**THE EXERCISE:**
Transcribe the full listing below exactly.

SOURCE RECORDS start

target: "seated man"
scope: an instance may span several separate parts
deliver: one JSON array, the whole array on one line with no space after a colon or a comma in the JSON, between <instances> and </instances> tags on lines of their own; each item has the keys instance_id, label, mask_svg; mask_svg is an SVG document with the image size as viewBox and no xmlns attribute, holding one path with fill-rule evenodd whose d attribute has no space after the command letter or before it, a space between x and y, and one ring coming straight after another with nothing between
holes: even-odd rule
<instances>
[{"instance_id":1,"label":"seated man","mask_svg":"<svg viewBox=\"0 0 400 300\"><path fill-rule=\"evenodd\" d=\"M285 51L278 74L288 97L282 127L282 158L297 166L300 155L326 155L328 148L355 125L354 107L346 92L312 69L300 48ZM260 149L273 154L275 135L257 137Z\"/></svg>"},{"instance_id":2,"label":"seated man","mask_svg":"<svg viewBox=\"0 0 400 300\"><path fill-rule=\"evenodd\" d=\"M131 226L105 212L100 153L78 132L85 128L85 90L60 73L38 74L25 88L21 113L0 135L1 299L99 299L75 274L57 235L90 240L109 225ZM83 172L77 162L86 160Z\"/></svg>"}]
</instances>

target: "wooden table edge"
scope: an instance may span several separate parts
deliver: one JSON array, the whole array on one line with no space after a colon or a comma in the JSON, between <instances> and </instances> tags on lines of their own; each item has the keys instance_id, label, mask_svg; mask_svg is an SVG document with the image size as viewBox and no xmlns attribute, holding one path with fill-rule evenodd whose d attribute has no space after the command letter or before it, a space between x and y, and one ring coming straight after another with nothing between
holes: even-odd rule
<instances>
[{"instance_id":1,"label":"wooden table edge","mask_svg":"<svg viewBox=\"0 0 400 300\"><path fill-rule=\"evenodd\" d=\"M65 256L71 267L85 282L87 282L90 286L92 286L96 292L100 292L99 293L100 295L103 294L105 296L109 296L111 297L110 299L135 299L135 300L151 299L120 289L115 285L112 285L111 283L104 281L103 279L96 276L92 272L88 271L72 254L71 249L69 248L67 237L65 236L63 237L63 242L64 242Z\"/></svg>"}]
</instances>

SOURCE RECORDS end

**TASK RESPONSE:**
target: "seated man"
scope: an instance may span several separate parts
deliver: one JSON array, the whole array on one line with no space after a colon or a comma in the JSON, between <instances> and </instances> tags on lines of their own; each item has the keys instance_id, label, mask_svg; mask_svg is an SVG document with the image size as viewBox and no xmlns attribute, holding one path with fill-rule evenodd whose d attribute has no space after the command letter or before it, a space between x and y, and one ring coming straight after another with nothing between
holes: even-odd rule
<instances>
[{"instance_id":1,"label":"seated man","mask_svg":"<svg viewBox=\"0 0 400 300\"><path fill-rule=\"evenodd\" d=\"M285 51L278 74L288 97L282 127L282 158L297 166L300 155L326 155L328 148L355 125L354 107L346 92L312 69L300 48ZM260 149L273 154L275 135L257 137Z\"/></svg>"},{"instance_id":2,"label":"seated man","mask_svg":"<svg viewBox=\"0 0 400 300\"><path fill-rule=\"evenodd\" d=\"M131 226L105 212L100 153L78 132L85 128L85 90L60 73L38 74L25 88L21 113L0 135L1 299L99 299L75 274L57 235L90 240L109 225ZM83 172L77 162L86 160Z\"/></svg>"}]
</instances>

target: "wooden table edge"
scope: an instance may span several separate parts
deliver: one JSON array, the whole array on one line with no space after a colon or a comma in the JSON, between <instances> and </instances> tags on lines of their own; each item has the keys instance_id, label, mask_svg; mask_svg is an SVG document with the image size as viewBox and no xmlns attribute, holding one path with fill-rule evenodd whose d attribute has no space after the command letter or before it, a space between x and y, and one ring coming straight after another with nothing between
holes: even-odd rule
<instances>
[{"instance_id":1,"label":"wooden table edge","mask_svg":"<svg viewBox=\"0 0 400 300\"><path fill-rule=\"evenodd\" d=\"M65 256L71 267L85 282L87 282L90 286L92 286L96 292L100 292L99 293L100 295L103 294L105 296L109 296L111 297L110 299L135 299L135 300L151 299L120 289L115 285L112 285L111 283L104 281L103 279L96 276L92 272L88 271L72 254L71 249L69 248L67 237L65 236L63 237L63 242L64 242Z\"/></svg>"}]
</instances>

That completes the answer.